Document text:
+++

Intel recently announced that High-Bandwidth Memory (HBM) will be available on select “Sapphire Rapids” Xeon SP processors and will provide the CPU backbone for the “Aurora” exascale supercomputer to be sited at Argonne National Laboratory.
Paired with Intel’s Xe HPC (codenamed “Ponte Vecchio”) compute GPUs running in a unified CPU/GPU memory environment, Aurora will deliver more than an exaflop/sec of double-precision performance. Realizing or exceeding an exaflop/sec performance metric using 64-bit data operands means programmers don’t have to take shortcuts or accept precision compromises by using reduced-precision arithmetic. It does mean that the memory system has to deliver data far more rapidly than previous generations of processors. Along with HBM for AI and data intensive applications, the Sapphire Rapids Xeon SPs also implement the Advanced Matrix Extensions (AMX), which leverages the 64-bit programming paradigm to speed tile operations and gives programmers the option of using matrix reduced-precision operations for convolutional neural networks and other applications.
Maintaining sufficient bandwidth to support 64-bit exascale supercomputing in an accelerated, unified memory computing environment is a significant achievement that is cause for serious excitement and raises expectations in both the enterprise and HPC communities. The unified memory environment means, as Argonne: “Programming techniques already in use on current systems will apply directly to Aurora.” By extension, institutional, enterprise and cloud datacenters will be able to design highly optimized systems using next generation Intel Xeon SPs for simulation, machine learning, and high performance data analytic workloads (or succinctly HPC-AI-HPDA) using applications written to run on existing systems.

+++

Data section:

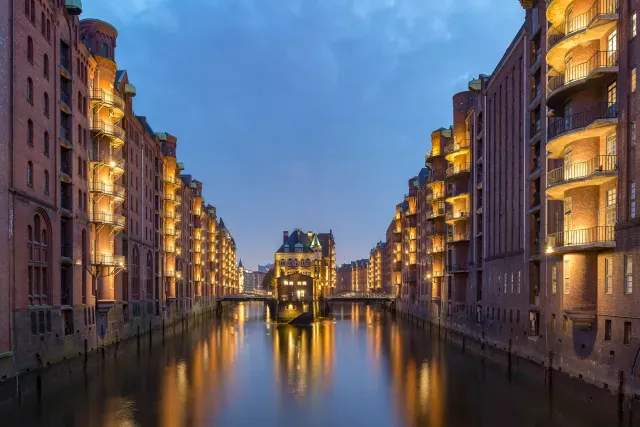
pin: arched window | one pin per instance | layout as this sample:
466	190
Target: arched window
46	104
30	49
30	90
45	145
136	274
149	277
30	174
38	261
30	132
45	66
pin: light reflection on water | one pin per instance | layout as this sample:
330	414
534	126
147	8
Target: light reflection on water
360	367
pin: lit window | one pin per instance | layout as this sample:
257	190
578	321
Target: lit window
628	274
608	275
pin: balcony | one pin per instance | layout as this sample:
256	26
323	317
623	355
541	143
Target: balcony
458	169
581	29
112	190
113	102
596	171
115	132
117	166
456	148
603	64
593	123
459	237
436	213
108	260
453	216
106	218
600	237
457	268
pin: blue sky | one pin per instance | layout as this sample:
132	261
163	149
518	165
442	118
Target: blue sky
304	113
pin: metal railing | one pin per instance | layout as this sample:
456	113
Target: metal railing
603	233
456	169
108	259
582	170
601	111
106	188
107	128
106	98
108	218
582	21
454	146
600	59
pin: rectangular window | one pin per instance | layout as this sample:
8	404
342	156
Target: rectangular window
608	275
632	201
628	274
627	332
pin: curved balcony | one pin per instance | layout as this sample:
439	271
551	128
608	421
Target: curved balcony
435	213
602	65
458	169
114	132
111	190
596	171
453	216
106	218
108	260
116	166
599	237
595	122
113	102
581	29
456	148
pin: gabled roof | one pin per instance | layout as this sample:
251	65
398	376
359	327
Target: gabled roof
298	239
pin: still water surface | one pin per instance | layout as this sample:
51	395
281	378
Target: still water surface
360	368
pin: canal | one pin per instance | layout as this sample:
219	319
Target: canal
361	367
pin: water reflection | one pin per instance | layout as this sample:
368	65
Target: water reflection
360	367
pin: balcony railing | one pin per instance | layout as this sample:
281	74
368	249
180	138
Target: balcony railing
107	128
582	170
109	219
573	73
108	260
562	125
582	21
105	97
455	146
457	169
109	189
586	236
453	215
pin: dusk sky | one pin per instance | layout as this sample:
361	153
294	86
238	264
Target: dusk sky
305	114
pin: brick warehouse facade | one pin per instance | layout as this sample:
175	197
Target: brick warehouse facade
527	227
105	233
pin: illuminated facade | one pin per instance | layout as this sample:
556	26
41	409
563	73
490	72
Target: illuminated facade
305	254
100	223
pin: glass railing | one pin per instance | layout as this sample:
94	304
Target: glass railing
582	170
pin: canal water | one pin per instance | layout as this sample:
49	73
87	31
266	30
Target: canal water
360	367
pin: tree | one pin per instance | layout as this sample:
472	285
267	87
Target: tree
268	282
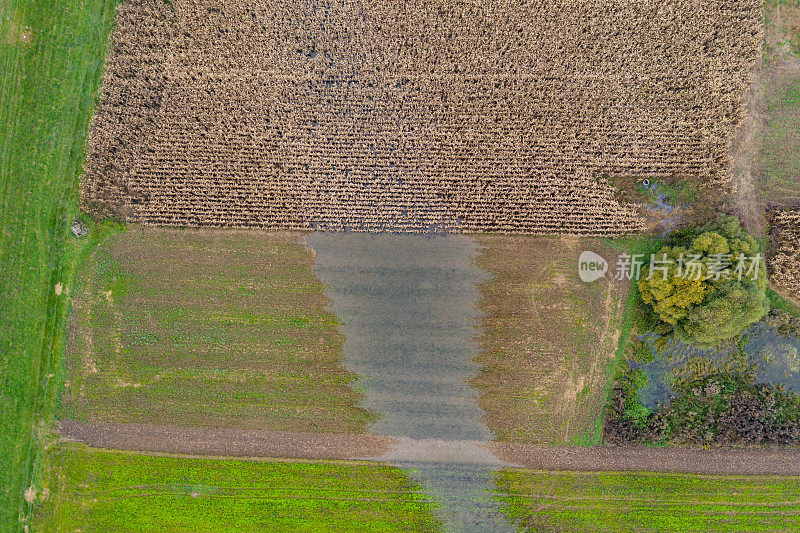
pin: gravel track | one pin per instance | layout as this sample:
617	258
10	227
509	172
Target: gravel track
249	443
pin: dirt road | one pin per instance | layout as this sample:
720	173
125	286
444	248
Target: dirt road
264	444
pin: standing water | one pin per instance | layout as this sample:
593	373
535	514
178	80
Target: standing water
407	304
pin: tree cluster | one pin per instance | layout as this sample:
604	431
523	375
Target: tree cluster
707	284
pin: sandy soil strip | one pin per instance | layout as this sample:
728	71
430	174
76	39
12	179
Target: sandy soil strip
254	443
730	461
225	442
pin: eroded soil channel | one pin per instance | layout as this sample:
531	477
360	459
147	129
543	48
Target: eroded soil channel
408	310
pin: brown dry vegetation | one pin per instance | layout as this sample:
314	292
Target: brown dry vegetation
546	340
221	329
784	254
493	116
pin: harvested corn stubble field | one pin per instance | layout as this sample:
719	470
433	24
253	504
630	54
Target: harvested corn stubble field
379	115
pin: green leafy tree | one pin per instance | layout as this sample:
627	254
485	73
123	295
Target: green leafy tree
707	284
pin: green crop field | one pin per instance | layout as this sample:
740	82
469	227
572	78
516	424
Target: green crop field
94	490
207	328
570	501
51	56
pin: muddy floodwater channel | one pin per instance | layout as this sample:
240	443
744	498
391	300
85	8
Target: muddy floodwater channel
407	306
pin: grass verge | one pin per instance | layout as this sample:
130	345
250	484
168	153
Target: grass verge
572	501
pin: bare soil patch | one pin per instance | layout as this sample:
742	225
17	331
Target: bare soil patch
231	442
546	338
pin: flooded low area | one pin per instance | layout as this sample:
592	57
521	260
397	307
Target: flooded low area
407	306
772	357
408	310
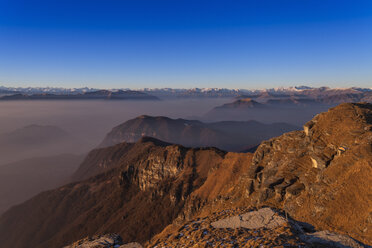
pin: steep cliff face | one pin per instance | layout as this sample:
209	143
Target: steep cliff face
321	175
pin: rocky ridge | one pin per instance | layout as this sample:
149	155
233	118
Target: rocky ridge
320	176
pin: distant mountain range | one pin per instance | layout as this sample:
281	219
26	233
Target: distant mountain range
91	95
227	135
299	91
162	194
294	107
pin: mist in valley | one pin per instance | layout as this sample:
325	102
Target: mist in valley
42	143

+++

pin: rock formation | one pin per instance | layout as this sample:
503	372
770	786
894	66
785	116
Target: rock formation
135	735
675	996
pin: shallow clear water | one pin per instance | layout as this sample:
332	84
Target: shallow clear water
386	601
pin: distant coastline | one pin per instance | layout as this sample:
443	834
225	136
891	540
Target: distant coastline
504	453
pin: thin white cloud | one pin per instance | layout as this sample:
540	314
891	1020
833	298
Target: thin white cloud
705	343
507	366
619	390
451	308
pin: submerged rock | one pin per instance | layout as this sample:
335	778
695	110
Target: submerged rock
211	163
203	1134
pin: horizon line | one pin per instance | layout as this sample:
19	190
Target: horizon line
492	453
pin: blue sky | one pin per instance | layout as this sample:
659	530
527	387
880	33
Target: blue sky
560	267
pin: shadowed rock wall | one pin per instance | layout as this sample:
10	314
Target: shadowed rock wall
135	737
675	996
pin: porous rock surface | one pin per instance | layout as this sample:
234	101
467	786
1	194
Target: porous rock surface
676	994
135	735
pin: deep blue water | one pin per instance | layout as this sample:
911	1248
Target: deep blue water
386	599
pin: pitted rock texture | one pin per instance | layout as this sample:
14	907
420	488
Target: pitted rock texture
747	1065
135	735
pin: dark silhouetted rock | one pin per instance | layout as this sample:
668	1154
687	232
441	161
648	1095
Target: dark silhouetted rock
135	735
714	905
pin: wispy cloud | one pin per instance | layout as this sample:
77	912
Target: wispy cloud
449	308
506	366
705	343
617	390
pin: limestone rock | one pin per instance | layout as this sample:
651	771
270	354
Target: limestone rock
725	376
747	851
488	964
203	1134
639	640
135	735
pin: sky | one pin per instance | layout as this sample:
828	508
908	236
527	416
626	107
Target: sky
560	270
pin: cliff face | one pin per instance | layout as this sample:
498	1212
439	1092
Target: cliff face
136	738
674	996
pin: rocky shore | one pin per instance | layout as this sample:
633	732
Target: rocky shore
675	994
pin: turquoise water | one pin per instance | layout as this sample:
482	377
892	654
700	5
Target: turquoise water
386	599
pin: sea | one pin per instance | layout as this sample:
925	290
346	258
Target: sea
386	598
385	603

+++

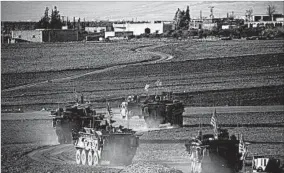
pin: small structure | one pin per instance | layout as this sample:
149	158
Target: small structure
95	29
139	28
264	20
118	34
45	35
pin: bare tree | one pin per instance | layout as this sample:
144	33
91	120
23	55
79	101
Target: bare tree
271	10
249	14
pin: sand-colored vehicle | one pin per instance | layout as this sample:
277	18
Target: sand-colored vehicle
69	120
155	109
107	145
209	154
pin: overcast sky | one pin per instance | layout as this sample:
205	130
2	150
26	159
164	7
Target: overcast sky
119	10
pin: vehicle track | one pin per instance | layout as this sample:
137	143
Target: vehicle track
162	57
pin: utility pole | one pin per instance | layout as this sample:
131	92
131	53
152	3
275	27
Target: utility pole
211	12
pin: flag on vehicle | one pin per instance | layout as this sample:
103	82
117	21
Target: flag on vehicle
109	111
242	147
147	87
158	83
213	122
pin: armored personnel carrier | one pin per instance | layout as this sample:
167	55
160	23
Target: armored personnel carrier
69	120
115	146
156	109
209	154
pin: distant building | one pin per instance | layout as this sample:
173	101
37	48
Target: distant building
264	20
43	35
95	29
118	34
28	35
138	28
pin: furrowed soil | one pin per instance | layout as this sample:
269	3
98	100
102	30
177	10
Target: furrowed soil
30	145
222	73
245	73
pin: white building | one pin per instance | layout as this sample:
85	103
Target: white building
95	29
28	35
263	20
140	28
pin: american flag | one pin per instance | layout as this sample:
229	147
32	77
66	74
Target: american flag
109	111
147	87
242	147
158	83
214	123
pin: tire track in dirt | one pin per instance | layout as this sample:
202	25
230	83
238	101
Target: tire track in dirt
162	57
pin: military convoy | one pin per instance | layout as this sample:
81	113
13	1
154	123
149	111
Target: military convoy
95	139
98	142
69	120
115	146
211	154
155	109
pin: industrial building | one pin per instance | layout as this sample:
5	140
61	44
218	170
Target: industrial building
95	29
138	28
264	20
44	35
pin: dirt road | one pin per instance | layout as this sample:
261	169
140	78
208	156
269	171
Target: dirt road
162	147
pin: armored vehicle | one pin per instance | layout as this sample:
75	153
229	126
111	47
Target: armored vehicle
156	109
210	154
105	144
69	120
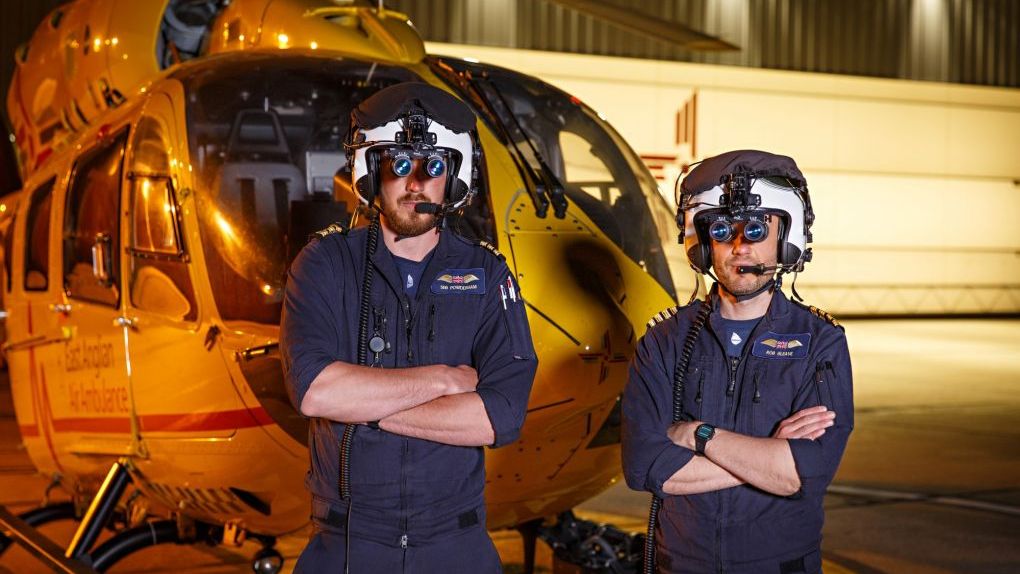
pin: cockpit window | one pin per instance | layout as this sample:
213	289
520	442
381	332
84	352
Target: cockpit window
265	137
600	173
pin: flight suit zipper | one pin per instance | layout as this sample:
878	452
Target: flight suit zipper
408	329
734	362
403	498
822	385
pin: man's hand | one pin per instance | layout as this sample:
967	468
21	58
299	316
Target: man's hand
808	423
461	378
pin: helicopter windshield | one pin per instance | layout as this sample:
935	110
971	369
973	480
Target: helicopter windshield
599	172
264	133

+++

Problems to solve:
(A) Reproduce the stretch of the Sapphire Rapids article from "Intel recently announced" through "Argonne National Laboratory.".
(B) In the Sapphire Rapids article, what codename is given for Intel's Xe HPC compute GPUs?

Answers per task:
(A)
Intel recently announced that High-Bandwidth Memory (HBM) will be available on select “Sapphire Rapids” Xeon SP processors and will provide the CPU backbone for the “Aurora” exascale supercomputer to be sited at Argonne National Laboratory.

(B) Ponte Vecchio